## PROBLEM STATEMENT
Only the count should appear in your answer: how many lines of the data below contain the word "child"?

+ + + + + + +

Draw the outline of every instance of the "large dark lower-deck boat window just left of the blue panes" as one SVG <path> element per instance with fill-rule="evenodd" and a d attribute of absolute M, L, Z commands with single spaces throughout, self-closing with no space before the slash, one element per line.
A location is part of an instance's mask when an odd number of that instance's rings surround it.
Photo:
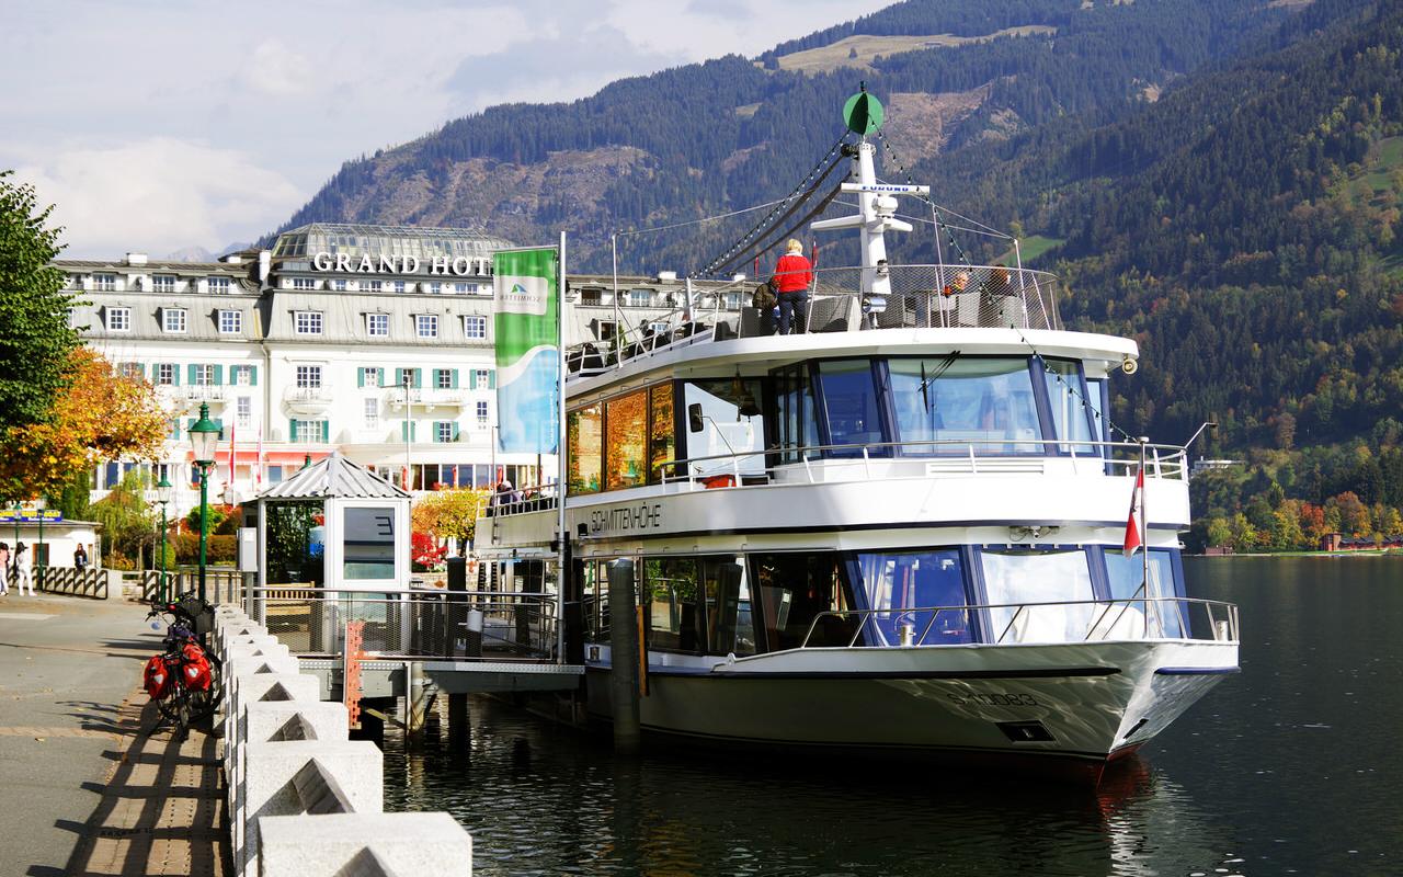
<path fill-rule="evenodd" d="M 752 554 L 751 563 L 762 651 L 798 648 L 805 637 L 810 647 L 853 643 L 859 619 L 835 553 Z M 853 644 L 861 643 L 859 636 Z"/>

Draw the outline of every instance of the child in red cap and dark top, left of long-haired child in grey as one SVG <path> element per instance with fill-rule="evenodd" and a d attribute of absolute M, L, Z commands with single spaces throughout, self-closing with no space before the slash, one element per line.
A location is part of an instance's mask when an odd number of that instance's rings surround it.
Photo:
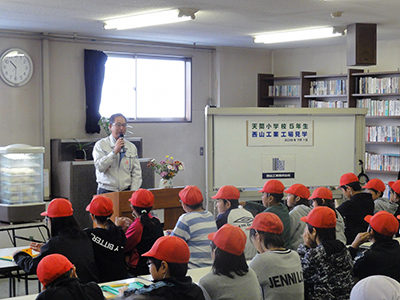
<path fill-rule="evenodd" d="M 160 237 L 142 256 L 147 259 L 154 283 L 140 289 L 125 290 L 121 299 L 131 295 L 149 295 L 166 300 L 204 300 L 201 288 L 186 276 L 190 251 L 184 240 L 175 236 Z"/>

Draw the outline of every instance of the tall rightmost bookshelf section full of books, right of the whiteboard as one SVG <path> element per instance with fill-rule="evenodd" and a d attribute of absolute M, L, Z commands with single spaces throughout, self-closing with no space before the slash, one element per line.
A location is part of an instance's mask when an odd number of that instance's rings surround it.
<path fill-rule="evenodd" d="M 400 170 L 400 72 L 353 73 L 350 98 L 368 109 L 365 120 L 365 170 L 384 182 Z"/>

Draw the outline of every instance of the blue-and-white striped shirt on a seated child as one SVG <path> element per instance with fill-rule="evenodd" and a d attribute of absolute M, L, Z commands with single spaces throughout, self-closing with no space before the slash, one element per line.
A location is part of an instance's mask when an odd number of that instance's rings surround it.
<path fill-rule="evenodd" d="M 214 216 L 209 211 L 190 212 L 179 217 L 171 235 L 186 241 L 190 250 L 189 268 L 212 265 L 208 234 L 217 231 Z"/>

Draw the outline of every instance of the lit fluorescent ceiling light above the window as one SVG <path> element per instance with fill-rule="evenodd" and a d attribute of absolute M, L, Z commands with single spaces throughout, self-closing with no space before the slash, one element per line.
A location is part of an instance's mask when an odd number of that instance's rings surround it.
<path fill-rule="evenodd" d="M 131 29 L 195 19 L 196 9 L 171 9 L 104 21 L 104 29 Z"/>

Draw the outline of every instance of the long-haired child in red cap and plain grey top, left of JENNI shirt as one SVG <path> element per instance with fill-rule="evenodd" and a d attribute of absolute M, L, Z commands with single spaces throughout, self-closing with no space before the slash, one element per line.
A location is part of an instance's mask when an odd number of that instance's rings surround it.
<path fill-rule="evenodd" d="M 244 257 L 246 234 L 237 226 L 225 224 L 208 235 L 212 241 L 212 271 L 199 280 L 211 299 L 259 300 L 261 290 L 256 273 Z"/>

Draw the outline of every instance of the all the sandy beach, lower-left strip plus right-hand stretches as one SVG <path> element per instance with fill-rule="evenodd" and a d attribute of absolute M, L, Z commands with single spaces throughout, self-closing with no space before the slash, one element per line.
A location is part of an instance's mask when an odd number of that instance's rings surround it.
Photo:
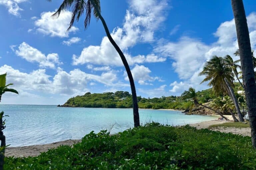
<path fill-rule="evenodd" d="M 225 115 L 228 119 L 232 120 L 231 115 Z M 206 121 L 206 122 L 200 122 L 196 124 L 190 124 L 190 126 L 196 127 L 197 129 L 201 128 L 208 128 L 210 125 L 217 125 L 217 124 L 223 124 L 227 121 L 220 121 L 220 120 L 213 120 L 213 121 Z M 231 132 L 234 134 L 240 134 L 243 136 L 250 136 L 251 135 L 251 129 L 250 128 L 214 128 L 211 130 L 215 131 L 221 131 L 221 132 Z M 6 148 L 5 156 L 14 156 L 14 157 L 28 157 L 28 156 L 38 156 L 41 152 L 46 152 L 48 149 L 56 148 L 60 145 L 73 145 L 77 142 L 80 142 L 81 140 L 64 140 L 49 144 L 43 144 L 43 145 L 32 145 L 32 146 L 21 146 L 21 147 L 8 147 Z"/>

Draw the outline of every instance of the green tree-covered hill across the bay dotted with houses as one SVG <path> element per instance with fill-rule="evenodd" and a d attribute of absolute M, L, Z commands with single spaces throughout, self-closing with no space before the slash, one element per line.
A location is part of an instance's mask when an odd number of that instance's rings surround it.
<path fill-rule="evenodd" d="M 197 92 L 199 102 L 205 103 L 209 99 L 216 98 L 211 89 Z M 161 98 L 137 97 L 139 108 L 142 109 L 189 109 L 192 105 L 190 100 L 182 100 L 179 96 L 162 96 Z M 58 105 L 60 106 L 60 105 Z M 132 96 L 126 91 L 115 93 L 85 93 L 68 99 L 61 107 L 88 107 L 88 108 L 132 108 Z"/>

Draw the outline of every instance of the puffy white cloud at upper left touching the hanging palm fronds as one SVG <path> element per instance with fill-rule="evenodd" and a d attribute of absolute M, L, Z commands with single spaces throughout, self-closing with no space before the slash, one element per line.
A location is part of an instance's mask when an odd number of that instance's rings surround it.
<path fill-rule="evenodd" d="M 43 12 L 40 19 L 35 21 L 36 30 L 42 34 L 51 37 L 68 37 L 69 33 L 76 32 L 78 28 L 72 27 L 68 32 L 69 22 L 72 13 L 70 11 L 62 12 L 58 18 L 51 17 L 54 12 Z"/>

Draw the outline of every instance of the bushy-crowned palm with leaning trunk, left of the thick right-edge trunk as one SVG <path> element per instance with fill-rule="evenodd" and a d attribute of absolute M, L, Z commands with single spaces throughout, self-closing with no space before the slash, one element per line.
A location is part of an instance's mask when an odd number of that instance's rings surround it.
<path fill-rule="evenodd" d="M 239 109 L 239 105 L 232 87 L 234 73 L 232 69 L 225 64 L 225 60 L 222 57 L 213 56 L 209 61 L 206 61 L 203 71 L 199 75 L 205 75 L 206 78 L 203 82 L 207 82 L 208 86 L 212 86 L 215 94 L 228 94 L 235 104 L 237 114 L 240 122 L 244 122 L 243 116 Z"/>

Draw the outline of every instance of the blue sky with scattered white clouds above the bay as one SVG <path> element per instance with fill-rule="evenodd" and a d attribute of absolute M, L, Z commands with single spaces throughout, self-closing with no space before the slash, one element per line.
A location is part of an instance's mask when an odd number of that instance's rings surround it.
<path fill-rule="evenodd" d="M 67 32 L 71 11 L 51 15 L 61 0 L 0 0 L 0 74 L 19 95 L 5 93 L 1 104 L 64 104 L 86 92 L 131 91 L 122 61 L 101 21 L 84 16 Z M 256 4 L 244 1 L 252 49 L 256 47 Z M 137 96 L 180 96 L 200 84 L 198 76 L 213 55 L 238 49 L 229 0 L 101 1 L 113 39 L 131 68 Z M 234 59 L 238 59 L 233 56 Z"/>

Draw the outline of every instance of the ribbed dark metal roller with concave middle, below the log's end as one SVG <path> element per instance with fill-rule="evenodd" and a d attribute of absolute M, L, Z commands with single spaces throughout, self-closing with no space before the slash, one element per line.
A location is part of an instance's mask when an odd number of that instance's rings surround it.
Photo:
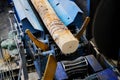
<path fill-rule="evenodd" d="M 88 62 L 85 57 L 79 57 L 72 61 L 61 61 L 67 75 L 70 76 L 76 73 L 87 73 Z"/>

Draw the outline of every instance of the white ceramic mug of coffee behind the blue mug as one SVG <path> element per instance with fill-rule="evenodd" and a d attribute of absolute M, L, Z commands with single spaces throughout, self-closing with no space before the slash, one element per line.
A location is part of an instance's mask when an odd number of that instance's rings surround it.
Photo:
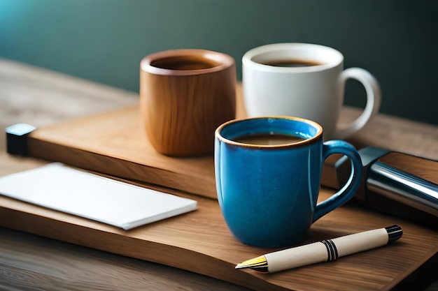
<path fill-rule="evenodd" d="M 344 70 L 341 52 L 323 45 L 276 43 L 249 50 L 242 58 L 242 82 L 248 117 L 267 115 L 311 119 L 324 128 L 324 139 L 344 139 L 379 111 L 379 83 L 367 70 Z M 362 83 L 367 104 L 351 124 L 339 127 L 346 80 Z"/>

+ + + + + + +

## SOLUTION TO THIS EXERCISE
3